(begin)

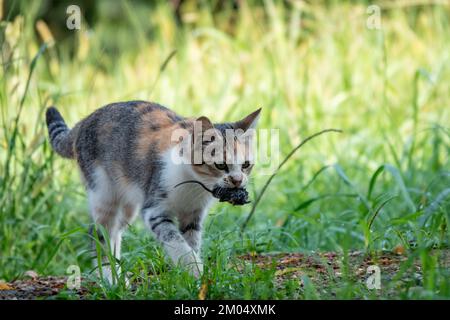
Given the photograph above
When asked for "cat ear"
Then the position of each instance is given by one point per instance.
(249, 122)
(205, 122)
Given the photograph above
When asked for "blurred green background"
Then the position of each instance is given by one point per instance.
(383, 184)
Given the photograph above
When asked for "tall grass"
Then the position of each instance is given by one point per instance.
(384, 182)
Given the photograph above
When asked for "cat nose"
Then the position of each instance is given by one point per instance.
(236, 180)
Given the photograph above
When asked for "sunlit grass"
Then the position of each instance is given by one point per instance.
(384, 182)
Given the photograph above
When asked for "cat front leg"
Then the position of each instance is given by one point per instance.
(166, 232)
(191, 229)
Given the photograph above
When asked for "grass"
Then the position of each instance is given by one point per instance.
(382, 184)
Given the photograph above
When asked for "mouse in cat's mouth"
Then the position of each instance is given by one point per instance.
(235, 196)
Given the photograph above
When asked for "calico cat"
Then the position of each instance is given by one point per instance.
(132, 155)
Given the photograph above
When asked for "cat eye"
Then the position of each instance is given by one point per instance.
(221, 166)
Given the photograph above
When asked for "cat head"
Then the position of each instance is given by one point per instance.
(223, 153)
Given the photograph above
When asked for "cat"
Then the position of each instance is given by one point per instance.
(131, 155)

(end)

Exercise |
Exactly reproduce each record, leaving out any pictures.

Task solution |
Given the photograph above
When asked for "cat ear"
Then the position of each instance is given by one point per instance.
(249, 122)
(205, 122)
Given the photograph above
When asked for "blurred green background"
Then the position of each instance is given by one point per instance.
(383, 184)
Given the photograph above
When asked for "tall grass"
Then the position of each instance is given by one point per instance.
(384, 182)
Given the photograph above
When asked for "cat nose"
Then the position of each instance is given by one point per instance.
(236, 180)
Given the photograph above
When asked for "sunlit grass"
Then the position of each instance is given by one point per instance.
(384, 182)
Given the photograph above
When asked for "cat front leg"
Then the position of each instance is given by one point per instance.
(166, 232)
(191, 229)
Given the photograph above
When asked for "grass"
Then the position of each instance is given by one point per instance.
(382, 184)
Given the photograph above
When asked for "mouse in cat's mouth"
Then the position of each instance is given by one point per instance.
(235, 196)
Given the photograph above
When asked for "calico cat"
Then the position of each instance is given by one point per instance.
(132, 155)
Given the photograph above
When asked for "cat eye"
Then the position of each instance is given by one point per instance.
(221, 166)
Given the photograph above
When asked for "cat head"
Then the position of each instance is given by one point per instance.
(223, 153)
Given the photograph above
When asked for "cat"
Then the position of each instance is given by one point per instance.
(131, 155)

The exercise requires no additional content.